Texto para leitura

Jornalismo do centro do mundo

OS PRESIDENTES LULA (BRASIL) E GUSTAVO PETRO (COLOMBIA) NA cidade de Leticia durante REUNIÃO TÉCNICO-CIENTÍFICA ANTES DA CÚPULA DA AMAZÔNIA, EM JULHO DE 2023. Foto: Andrea Puentes/presidência da Colômbia

Querida comunidade,

Entre os dias 4 e 9 deste mês de agosto, Belém se ensaia como a capital mais importante do norte do Brasil ao receber, primeiro, a sociedade civil para os Diálogos Amazônicos e, depois, os presidentes dos países que abrigam a maior floresta tropical do planeta na Cúpula da Amazônia. O objetivo é debater o desenvolvimento da região no momento em que a floresta se aproxima do ponto de não retorno – o que significa que, enfraquecida pelo desmatamento e pela degradação, perderá a capacidade de regular o clima. O problema é que há um bode gigante na sala ou, para ser mais fiel aos habitantes não humanos do bioma, uma anta, criatura muito inteligente, apesar da má fama que lhe foi dada por quem não a conhece bem. Essa anta se chama petróleo.

Gustavo Petro, o presidente da Colômbia, propôs barrar qualquer novo contrato de exploração de petróleo na Amazônia. Luiz Inácio Lula da Silva, na liderança do país que é o maior produtor de petróleo da região, desconversou. Tudo indica que os demais presidentes presentes – nem todos virão – ficarão mais perto de Lula do que de Petro. Às voltas com problemas variados, membros de uma geração à qual o petróleo foi vendido como salvação, os presidentes parecem se mover tanto por questões econômicas imediatas quanto por uma subjetividade moldada pelo arrogante século 20, aquele em que tudo poderia ser resolvido pelo homem. A exceção pode ser o colombiano Petro.

Tarefa A
No texto sobre a Cúpula da Amazônia, o que Gustavo Petro propôs?
Tarefa B
Transcreva do texto sobre a Cúpula da Amazônia o trecho que vai de "Gustavo Petro, o" até "o colombiano Petro.", inclusive.
Os itens provêm de uma fonte diferente da do texto.

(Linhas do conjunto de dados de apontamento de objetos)
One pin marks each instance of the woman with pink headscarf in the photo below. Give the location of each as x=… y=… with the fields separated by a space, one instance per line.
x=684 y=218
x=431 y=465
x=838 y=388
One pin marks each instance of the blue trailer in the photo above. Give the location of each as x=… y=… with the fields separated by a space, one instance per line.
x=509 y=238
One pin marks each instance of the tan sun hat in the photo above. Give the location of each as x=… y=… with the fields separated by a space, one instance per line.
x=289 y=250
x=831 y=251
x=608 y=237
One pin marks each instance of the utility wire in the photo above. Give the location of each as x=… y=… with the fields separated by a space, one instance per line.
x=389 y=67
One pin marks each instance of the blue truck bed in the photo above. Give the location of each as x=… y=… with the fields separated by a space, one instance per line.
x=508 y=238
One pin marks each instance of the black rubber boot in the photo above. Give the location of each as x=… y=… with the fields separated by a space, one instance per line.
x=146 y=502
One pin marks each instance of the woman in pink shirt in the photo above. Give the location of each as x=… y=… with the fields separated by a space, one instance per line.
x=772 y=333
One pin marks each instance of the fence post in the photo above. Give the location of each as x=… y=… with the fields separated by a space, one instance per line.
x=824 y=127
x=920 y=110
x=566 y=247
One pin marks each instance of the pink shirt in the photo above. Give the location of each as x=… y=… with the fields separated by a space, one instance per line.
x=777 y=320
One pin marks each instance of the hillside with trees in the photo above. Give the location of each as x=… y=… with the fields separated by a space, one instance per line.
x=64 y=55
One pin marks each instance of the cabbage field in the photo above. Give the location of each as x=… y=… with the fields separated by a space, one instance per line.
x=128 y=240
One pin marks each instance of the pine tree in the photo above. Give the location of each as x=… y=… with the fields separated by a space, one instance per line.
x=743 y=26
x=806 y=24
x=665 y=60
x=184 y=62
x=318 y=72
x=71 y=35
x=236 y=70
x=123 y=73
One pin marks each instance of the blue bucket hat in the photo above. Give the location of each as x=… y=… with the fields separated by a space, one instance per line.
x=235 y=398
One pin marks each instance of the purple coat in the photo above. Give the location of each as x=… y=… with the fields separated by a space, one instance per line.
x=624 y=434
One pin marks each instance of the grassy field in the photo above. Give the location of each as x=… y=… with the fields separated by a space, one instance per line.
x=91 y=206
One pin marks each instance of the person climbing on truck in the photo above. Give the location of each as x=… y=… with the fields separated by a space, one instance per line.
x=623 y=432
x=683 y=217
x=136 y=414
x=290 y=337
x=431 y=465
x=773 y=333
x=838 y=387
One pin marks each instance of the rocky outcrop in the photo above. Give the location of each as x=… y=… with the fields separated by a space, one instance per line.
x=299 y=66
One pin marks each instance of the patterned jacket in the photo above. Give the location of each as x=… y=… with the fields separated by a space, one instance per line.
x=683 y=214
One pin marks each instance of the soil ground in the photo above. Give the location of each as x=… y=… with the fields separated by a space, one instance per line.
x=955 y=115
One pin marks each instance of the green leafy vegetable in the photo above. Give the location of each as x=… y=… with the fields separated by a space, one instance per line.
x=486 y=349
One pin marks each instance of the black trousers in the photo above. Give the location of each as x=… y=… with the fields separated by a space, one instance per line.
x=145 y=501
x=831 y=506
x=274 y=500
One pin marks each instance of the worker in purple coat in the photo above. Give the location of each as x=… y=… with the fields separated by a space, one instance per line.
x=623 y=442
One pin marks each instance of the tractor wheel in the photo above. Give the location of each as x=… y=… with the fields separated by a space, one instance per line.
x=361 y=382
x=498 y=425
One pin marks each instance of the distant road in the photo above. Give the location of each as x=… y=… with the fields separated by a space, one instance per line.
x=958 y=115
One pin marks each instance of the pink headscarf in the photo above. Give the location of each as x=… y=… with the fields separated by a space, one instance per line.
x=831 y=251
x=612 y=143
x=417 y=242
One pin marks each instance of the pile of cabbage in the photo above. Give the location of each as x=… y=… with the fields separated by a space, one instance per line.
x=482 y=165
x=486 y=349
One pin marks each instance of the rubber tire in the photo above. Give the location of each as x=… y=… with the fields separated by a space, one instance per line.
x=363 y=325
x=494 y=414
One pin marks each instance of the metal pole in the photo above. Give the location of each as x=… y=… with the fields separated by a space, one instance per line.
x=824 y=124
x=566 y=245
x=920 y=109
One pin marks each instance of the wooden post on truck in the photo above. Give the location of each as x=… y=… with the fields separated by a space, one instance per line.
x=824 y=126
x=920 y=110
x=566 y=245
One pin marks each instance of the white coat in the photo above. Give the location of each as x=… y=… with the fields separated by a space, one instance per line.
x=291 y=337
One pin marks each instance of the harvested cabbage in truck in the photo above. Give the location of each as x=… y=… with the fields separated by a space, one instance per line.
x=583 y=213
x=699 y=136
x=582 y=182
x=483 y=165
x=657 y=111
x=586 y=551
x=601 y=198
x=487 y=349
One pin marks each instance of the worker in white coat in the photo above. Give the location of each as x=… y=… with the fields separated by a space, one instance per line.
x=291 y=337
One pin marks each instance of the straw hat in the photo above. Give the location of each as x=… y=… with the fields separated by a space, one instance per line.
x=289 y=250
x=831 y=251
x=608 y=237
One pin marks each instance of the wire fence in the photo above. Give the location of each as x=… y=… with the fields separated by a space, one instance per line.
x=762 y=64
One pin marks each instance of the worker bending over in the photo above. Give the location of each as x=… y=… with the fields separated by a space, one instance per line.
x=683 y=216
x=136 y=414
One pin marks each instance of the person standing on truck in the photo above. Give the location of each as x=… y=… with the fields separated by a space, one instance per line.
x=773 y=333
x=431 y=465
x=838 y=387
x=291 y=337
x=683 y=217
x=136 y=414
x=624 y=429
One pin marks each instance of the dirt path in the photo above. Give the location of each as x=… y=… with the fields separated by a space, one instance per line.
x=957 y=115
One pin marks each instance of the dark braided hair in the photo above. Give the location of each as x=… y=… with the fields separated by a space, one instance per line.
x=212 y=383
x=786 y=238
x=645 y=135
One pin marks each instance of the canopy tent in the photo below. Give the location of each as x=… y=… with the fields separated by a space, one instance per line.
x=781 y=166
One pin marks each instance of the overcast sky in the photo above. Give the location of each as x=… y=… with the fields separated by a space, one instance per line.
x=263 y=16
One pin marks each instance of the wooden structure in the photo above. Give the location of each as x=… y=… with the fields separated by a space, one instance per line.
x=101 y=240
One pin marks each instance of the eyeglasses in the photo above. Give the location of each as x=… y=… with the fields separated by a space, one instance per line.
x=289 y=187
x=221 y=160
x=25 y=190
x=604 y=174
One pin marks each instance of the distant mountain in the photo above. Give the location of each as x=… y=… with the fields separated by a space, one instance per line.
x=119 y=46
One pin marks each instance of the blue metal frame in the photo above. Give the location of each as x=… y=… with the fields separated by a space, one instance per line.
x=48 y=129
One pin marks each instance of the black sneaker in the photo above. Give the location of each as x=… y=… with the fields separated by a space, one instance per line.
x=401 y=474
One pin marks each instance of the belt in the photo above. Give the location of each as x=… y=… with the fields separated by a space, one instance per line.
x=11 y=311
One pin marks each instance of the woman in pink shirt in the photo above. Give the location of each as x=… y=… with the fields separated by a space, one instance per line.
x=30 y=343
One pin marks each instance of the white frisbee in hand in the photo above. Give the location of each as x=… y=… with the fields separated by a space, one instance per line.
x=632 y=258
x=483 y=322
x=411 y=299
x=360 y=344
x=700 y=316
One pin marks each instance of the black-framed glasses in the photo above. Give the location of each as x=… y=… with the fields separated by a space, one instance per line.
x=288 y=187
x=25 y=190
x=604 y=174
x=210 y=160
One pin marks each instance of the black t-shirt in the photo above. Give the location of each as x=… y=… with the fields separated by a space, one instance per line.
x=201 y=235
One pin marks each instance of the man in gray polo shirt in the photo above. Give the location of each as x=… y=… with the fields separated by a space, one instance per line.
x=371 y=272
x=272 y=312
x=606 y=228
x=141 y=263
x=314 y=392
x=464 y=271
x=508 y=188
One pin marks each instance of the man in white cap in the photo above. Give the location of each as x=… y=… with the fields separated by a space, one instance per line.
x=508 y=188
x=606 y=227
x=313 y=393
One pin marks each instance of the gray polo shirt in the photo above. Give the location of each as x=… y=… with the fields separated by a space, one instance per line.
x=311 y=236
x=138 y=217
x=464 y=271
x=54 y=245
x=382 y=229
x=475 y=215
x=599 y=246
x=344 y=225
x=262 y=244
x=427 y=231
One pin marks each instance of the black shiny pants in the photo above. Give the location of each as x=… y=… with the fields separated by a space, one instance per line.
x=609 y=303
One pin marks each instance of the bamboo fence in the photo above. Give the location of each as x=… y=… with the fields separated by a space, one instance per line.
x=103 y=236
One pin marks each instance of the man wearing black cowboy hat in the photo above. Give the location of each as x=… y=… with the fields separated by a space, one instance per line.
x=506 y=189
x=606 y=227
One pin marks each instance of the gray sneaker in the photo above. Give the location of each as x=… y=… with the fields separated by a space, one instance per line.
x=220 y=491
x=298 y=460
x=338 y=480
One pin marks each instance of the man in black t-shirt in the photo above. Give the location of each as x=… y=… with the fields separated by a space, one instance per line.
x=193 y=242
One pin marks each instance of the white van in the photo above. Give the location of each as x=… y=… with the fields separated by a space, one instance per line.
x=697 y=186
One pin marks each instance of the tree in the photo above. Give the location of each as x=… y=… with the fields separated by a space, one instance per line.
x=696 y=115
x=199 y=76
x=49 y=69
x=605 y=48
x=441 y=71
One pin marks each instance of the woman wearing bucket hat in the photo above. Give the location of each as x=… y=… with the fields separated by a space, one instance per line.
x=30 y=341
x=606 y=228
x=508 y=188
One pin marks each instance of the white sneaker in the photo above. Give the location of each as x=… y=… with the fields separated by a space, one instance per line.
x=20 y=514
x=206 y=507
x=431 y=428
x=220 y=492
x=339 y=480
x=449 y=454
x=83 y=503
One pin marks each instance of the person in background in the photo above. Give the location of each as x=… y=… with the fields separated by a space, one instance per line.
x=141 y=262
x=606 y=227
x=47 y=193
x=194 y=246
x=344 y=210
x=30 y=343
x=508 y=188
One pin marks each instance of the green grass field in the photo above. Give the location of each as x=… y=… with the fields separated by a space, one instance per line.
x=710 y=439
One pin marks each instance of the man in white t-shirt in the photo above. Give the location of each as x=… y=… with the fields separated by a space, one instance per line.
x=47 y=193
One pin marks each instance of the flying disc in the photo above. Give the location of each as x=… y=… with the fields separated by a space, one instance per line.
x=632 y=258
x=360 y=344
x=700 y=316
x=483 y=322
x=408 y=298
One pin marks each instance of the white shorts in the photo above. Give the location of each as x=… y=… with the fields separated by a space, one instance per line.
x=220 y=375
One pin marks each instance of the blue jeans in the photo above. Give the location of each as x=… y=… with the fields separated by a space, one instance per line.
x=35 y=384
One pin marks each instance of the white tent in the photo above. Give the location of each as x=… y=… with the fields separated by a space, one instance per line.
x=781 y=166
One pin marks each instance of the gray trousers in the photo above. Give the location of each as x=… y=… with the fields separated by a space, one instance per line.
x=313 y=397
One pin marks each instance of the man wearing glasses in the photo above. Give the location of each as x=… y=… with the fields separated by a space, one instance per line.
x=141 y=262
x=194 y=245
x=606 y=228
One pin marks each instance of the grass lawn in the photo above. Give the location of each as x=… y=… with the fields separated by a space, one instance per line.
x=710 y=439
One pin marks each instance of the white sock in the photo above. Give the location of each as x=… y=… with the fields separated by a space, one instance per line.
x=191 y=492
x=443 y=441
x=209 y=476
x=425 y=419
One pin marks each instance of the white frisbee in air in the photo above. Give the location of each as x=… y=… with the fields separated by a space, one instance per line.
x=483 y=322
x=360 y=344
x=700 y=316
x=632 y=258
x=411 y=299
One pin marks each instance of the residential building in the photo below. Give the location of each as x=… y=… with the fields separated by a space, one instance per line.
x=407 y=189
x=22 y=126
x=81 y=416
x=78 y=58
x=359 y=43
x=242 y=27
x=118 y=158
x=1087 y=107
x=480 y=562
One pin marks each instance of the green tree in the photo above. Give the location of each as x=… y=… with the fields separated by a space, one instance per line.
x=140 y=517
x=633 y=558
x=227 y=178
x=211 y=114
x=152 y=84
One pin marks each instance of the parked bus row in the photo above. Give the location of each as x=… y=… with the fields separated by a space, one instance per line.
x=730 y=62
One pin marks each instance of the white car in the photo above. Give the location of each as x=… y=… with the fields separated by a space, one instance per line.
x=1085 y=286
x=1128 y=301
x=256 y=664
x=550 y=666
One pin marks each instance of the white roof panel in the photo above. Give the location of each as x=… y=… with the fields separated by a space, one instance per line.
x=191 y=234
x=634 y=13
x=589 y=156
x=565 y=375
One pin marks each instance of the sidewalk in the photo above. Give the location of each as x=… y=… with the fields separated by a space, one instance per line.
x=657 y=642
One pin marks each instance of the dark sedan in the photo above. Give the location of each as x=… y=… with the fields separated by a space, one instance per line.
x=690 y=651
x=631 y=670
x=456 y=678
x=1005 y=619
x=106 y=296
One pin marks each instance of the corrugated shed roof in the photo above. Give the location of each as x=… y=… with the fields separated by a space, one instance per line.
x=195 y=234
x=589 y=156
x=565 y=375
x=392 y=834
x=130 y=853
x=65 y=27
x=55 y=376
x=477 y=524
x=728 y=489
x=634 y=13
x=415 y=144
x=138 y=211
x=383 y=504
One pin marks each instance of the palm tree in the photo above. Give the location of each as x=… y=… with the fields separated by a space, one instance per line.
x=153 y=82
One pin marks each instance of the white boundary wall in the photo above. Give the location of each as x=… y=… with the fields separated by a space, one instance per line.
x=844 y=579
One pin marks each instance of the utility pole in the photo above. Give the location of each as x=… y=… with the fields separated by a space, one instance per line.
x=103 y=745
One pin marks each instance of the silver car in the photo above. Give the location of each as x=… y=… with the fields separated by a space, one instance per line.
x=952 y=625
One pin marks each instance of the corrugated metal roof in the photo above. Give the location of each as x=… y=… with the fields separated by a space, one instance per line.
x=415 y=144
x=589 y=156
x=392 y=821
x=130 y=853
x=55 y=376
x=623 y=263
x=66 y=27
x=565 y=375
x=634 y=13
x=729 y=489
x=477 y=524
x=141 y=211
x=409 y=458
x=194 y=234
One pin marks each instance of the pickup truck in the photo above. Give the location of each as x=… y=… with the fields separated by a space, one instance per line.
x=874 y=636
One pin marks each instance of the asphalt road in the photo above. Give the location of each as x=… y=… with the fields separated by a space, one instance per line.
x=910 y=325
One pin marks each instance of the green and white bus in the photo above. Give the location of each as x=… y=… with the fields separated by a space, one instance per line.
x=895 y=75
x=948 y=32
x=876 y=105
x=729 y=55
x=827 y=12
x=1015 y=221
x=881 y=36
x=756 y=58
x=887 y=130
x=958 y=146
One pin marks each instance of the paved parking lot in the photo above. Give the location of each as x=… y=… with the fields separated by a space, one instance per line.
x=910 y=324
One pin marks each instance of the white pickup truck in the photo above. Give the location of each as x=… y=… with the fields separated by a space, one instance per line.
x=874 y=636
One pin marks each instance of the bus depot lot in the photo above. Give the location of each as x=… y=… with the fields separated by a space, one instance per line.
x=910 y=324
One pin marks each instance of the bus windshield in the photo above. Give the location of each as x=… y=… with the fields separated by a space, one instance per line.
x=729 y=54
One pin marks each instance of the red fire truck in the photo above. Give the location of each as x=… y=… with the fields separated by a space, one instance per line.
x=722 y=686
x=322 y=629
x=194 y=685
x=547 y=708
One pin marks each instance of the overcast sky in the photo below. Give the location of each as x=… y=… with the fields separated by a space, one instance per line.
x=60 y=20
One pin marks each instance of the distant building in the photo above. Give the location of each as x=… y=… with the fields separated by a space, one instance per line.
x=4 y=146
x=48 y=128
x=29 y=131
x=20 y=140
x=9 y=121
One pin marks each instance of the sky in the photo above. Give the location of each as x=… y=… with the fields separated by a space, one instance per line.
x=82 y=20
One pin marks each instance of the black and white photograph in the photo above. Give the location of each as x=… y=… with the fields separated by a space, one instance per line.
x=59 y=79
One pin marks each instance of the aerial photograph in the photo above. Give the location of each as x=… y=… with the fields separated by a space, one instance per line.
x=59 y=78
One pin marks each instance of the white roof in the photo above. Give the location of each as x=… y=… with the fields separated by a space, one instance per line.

Resposta completa A
Barrar qualquer novo contrato de exploração de petróleo na Amazônia.

Resposta completa B
Gustavo Petro, o presidente da Colômbia, propôs barrar qualquer novo contrato de exploração de petróleo na Amazônia. Luiz Inácio Lula da Silva, na liderança do país que é o maior produtor de petróleo da região, desconversou. Tudo indica que os demais presidentes presentes – nem todos virão – ficarão mais perto de Lula do que de Petro. Às voltas com problemas variados, membros de uma geração à qual o petróleo foi vendido como salvação, os presidentes parecem se mover tanto por questões econômicas imediatas quanto por uma subjetividade moldada pelo arrogante século 20, aquele em que tudo poderia ser resolvido pelo homem. A exceção pode ser o colombiano Petro.